Page excerpt ::
--- begin ---

FILM Apparently Steve Coogan in no way cares if you think he's an asshole. Fitting, then, that he has perfected an onscreen persona as vain and insecure as it is vapid and self-indulgent. Playing a fictionalized version of oneself has always been a tricky proposition, but Coogan has taken the gambit of self-portrayal-as-schmuck to the level of masochistic brilliance (Larry David, take note). Why would someone this purportedly insecure want to expose himself for the insecure mess that he is? Who cares? In The Trip, comedy as self-flagellation goes down with the ease of an expertly mixed cocktail at a Michelin-starred eatery.

--- end ---

Directive ::
Revise everything in the film review from "FILM Apparently Steve" down to "a Michelin-starred eatery.", putting "martini" wherever "cocktail" appears.

Position identification records
--- begin ---

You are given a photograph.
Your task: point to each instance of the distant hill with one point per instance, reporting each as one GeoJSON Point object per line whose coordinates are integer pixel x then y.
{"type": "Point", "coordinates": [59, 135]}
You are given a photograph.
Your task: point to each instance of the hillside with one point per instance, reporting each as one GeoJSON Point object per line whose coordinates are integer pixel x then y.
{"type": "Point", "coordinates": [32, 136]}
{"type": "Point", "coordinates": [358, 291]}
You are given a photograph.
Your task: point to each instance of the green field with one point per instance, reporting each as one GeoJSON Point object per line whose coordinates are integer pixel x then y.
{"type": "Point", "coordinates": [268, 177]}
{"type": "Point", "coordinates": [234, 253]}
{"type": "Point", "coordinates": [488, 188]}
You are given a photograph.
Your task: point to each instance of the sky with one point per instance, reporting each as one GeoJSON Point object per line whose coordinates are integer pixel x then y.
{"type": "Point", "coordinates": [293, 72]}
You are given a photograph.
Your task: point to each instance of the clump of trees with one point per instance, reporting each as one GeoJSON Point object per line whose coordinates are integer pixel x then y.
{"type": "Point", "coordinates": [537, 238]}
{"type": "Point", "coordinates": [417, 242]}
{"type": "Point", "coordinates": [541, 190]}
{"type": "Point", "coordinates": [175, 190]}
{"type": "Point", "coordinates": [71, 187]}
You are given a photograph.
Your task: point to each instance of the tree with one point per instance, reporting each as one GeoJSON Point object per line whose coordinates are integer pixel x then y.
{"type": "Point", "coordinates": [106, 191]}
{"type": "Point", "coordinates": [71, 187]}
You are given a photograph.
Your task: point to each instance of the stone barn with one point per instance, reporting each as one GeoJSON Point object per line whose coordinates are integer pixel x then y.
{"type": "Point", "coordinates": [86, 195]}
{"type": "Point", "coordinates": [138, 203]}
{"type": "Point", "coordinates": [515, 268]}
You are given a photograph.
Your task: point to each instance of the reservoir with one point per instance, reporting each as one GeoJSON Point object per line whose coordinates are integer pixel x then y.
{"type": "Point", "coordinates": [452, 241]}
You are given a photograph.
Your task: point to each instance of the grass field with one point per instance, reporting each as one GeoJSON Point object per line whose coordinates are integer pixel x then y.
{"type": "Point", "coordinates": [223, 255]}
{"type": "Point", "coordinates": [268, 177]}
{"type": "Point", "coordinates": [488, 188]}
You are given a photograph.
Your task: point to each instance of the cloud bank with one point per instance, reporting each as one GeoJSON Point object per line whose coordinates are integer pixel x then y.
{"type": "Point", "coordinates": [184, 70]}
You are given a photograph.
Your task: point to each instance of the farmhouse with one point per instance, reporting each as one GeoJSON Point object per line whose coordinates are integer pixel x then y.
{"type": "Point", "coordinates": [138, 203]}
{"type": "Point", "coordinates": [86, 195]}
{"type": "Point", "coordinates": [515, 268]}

--- end ---

In response ::
FILM Apparently Steve Coogan in no way cares if you think he's an asshole. Fitting, then, that he has perfected an onscreen persona as vain and insecure as it is vapid and self-indulgent. Playing a fictionalized version of oneself has always been a tricky proposition, but Coogan has taken the gambit of self-portrayal-as-schmuck to the level of masochistic brilliance (Larry David, take note). Why would someone this purportedly insecure want to expose himself for the insecure mess that he is? Who cares? In The Trip, comedy as self-flagellation goes down with the ease of an expertly mixed martini at a Michelin-starred eatery.